(Beginning of EXTRACTED INFORMATION)
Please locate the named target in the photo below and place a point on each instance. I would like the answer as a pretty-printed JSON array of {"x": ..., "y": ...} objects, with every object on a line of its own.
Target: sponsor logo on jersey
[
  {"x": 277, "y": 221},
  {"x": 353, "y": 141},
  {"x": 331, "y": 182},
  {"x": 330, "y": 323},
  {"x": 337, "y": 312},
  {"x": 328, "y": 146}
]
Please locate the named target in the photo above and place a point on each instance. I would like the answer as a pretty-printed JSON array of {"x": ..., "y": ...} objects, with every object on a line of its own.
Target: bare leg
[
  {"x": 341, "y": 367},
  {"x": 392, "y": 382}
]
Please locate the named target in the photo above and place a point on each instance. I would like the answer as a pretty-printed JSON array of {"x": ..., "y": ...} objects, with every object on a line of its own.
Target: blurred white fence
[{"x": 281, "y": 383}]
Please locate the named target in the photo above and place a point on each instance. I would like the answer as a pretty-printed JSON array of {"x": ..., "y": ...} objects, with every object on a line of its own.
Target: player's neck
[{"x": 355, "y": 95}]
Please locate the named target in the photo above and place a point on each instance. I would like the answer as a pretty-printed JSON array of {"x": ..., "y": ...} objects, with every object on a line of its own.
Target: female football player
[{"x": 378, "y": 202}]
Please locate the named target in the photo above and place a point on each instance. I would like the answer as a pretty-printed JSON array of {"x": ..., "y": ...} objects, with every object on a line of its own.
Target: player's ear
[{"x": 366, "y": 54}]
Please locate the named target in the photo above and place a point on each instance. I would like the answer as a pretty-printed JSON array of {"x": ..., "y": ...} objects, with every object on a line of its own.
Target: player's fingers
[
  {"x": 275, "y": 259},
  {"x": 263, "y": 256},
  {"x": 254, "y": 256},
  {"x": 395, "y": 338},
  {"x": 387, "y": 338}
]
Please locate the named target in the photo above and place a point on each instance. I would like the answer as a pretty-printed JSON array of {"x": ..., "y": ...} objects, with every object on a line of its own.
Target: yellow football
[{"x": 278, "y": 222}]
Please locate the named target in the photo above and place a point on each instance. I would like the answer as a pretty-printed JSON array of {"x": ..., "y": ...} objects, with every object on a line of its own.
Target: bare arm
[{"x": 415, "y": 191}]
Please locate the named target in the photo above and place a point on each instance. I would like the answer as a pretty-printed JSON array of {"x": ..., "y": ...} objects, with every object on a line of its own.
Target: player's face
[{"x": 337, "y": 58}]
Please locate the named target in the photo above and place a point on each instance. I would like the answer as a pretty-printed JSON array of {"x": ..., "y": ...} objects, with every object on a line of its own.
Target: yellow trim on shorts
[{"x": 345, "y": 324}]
(End of EXTRACTED INFORMATION)
REQUIRED ACTION: The data above, all of it, needs to be output exactly as written.

RESPONSE BOX:
Please locate the named target in the photo below and place a point on each instance. I would like the answer as a pretty-printed JSON array of {"x": ..., "y": ...} objects, with every object on a line of its own.
Target: sponsor logo on jersey
[
  {"x": 277, "y": 221},
  {"x": 353, "y": 141},
  {"x": 331, "y": 182},
  {"x": 330, "y": 323},
  {"x": 337, "y": 312},
  {"x": 328, "y": 146}
]
Please locate the named target in the photo above and place a point on each instance. I would like the answer as a pretty-printed JSON array of {"x": ..., "y": ...} objects, with every object on a line of its own.
Target: bare leg
[
  {"x": 341, "y": 367},
  {"x": 392, "y": 382}
]
Please locate the named target in the photo above and place a point on each instance. I would like the answer as a pretty-printed JSON array of {"x": ..., "y": ...} objects, with every object on a line of its own.
Target: blurred white fence
[{"x": 281, "y": 383}]
Please locate the named target in the photo above and place a point on each instance. I would like the answer as a pretty-printed JSON array of {"x": ..., "y": ...} objects, with every object on a line of its own.
Target: player's neck
[{"x": 355, "y": 95}]
Please locate the named target in the photo above and place a point on each instance. I would like the answer as a pretty-printed JSON array of {"x": ..., "y": ...} objects, with every object on a line of its own.
Target: female football player
[{"x": 378, "y": 202}]
Please locate the named target in the photo above and place a point on each instance. I would like the answer as a pretty-printed JSON array of {"x": ..., "y": ...} objects, with every object on a line of its own.
Target: player's ear
[{"x": 366, "y": 54}]
Please locate the named target in the photo above and place a point on each instance. I would like the answer as a pretty-printed JSON array of {"x": ..., "y": ...} objects, with every object on a line of its own.
Target: player's fingers
[
  {"x": 275, "y": 259},
  {"x": 263, "y": 256},
  {"x": 254, "y": 256},
  {"x": 395, "y": 338},
  {"x": 387, "y": 338}
]
Please locate the named target in the photo above and place a point on each instance. I would like the answer as a pretty-printed JSON array of {"x": ..., "y": ...} objects, with every object on a line of its own.
Target: yellow football
[{"x": 278, "y": 222}]
Please locate the named target in the photo above and place a point on each instance. I would like the answer as a pretty-printed JSON array of {"x": ..., "y": ...} objects, with every object on a line of its own.
Target: bare arm
[{"x": 415, "y": 191}]
Please locate the named target in the photo above and place a point on each instance. I would like the answer as a pretty-printed JSON array of {"x": ..., "y": ...} objects, with every object on a line of its own.
Target: player's face
[{"x": 337, "y": 58}]
Please locate the named target in the photo above and place a point on each instance. I would like the answer as a pretty-printed JSON array of {"x": ..., "y": ...} objects, with every object on a line of its own.
Target: yellow trim on shorts
[{"x": 345, "y": 324}]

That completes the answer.